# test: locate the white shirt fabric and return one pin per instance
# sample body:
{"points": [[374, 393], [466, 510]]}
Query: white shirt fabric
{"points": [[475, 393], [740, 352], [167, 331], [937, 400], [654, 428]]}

TO BE DONE
Put every line of the listing above into a Markdown table with the columns Row and Content, numbering the rows and skipping any blank lines.

RESULT
| Row | Content |
|---|---|
| 1 | # test: locate the white shirt fabric and return one pin per instance |
| 2 | # sample body: |
| 3 | {"points": [[374, 393], [466, 510]]} |
| 4 | Query: white shirt fabric |
| 5 | {"points": [[475, 393], [740, 352], [167, 331], [937, 400], [654, 428]]} |